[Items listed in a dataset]
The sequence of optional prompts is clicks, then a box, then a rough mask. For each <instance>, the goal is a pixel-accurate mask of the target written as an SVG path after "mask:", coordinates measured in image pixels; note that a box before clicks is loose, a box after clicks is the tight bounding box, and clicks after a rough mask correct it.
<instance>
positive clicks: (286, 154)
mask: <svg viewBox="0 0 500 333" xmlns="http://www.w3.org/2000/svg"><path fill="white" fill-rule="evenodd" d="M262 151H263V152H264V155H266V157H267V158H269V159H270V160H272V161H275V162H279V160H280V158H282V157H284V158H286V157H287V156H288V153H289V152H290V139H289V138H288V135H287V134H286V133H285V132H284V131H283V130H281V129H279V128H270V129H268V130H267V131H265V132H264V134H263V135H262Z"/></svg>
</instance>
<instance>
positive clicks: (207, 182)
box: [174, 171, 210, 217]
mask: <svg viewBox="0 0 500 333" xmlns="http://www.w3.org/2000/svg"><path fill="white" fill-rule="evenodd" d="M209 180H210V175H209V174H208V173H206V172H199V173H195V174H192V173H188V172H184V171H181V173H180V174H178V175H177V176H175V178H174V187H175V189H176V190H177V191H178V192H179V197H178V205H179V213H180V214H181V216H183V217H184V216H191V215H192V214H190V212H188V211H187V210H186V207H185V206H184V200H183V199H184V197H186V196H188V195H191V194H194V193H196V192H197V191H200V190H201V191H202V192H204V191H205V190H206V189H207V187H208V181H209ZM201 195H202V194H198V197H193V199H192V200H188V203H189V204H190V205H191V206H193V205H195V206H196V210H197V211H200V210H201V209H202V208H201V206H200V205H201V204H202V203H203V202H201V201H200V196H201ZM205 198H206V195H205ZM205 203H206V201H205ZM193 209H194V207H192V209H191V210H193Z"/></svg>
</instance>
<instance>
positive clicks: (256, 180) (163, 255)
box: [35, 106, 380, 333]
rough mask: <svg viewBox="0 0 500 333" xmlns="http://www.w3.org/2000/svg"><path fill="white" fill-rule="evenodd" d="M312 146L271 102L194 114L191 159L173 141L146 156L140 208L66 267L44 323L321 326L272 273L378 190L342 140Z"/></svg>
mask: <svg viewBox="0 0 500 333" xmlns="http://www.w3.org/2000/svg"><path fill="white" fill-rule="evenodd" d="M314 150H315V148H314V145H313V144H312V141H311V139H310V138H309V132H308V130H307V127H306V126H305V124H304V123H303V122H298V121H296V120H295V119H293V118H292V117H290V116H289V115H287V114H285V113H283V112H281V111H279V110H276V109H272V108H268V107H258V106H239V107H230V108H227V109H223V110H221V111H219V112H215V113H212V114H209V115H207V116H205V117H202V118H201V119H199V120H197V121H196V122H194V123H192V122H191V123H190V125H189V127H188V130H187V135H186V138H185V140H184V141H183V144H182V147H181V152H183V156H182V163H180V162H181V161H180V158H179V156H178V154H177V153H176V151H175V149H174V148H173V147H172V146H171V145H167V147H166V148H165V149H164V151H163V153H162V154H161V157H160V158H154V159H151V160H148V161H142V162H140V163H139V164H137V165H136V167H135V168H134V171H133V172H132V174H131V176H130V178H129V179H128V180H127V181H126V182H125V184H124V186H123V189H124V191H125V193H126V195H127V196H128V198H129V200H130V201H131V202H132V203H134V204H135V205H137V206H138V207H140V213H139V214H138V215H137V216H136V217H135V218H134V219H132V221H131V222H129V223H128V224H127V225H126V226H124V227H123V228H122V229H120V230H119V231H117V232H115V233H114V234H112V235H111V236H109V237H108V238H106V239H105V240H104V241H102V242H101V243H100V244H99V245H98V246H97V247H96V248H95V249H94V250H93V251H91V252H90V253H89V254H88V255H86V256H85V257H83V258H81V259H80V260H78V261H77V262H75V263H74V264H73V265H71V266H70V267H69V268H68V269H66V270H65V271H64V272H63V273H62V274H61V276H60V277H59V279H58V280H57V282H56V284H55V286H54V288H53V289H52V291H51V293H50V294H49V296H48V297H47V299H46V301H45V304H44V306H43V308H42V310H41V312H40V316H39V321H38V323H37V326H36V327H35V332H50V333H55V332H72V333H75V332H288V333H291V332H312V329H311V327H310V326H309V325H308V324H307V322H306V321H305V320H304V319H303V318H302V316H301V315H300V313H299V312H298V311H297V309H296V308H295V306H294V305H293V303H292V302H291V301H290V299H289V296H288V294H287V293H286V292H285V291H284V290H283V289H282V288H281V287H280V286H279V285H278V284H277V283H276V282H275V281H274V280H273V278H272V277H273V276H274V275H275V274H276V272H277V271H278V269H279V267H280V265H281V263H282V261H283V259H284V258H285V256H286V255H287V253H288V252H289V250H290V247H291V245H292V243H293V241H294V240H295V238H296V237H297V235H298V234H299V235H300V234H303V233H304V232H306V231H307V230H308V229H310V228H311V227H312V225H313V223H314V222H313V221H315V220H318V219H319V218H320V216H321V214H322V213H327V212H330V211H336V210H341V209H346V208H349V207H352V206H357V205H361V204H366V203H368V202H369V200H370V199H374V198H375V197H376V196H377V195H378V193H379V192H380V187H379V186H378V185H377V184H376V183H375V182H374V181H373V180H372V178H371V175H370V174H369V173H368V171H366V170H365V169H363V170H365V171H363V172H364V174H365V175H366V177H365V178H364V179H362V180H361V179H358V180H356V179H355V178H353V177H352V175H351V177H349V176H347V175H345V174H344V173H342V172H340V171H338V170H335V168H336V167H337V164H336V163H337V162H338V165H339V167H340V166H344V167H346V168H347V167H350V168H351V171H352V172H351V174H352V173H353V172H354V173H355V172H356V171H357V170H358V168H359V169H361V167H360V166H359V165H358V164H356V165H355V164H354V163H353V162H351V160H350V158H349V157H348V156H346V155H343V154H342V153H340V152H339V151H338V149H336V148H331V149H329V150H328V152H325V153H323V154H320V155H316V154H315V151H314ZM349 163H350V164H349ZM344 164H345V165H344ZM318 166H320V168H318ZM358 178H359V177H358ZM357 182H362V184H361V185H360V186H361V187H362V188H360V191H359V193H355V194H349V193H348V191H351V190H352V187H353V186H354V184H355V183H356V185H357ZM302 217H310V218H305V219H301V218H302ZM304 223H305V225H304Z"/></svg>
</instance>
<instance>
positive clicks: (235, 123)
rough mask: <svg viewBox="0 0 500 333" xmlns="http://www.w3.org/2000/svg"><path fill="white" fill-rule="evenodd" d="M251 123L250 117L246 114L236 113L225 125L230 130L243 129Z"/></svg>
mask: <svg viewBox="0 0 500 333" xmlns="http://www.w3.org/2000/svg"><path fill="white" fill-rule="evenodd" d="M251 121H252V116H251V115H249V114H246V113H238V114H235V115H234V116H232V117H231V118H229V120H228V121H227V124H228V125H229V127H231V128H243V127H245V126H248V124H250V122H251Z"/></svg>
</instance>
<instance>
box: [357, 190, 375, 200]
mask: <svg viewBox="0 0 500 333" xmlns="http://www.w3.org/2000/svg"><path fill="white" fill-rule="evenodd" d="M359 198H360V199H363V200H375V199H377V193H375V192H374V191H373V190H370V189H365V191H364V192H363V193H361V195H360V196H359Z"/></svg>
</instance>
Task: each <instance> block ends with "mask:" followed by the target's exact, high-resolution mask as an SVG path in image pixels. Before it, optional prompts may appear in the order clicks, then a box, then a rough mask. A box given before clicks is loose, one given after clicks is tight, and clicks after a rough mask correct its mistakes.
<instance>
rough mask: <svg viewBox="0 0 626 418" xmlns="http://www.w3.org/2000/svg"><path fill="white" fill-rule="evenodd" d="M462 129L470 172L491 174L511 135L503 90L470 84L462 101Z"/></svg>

**Action item:**
Please return every line above that contains the word "prompts".

**Exercise result:**
The sequence of optional prompts is clicks, then a box, then a rough mask. For each <instance>, the goal is a pixel-accurate mask of the target written as an SVG path after "mask:", coordinates measured in image pixels; note that a box before clicks is loose, a box after clicks is the tight bounding box, and clicks after a rough mask correct it.
Task: each <instance> block ends with "mask:" followed by the target's exact, high-resolution mask as an SVG path in image pixels. Before it, optional prompts may appear in the order clicks, then a box, then a rough mask. A box given before clicks is loose, one given after clicks is tight, and clicks after a rough mask correct its mistakes.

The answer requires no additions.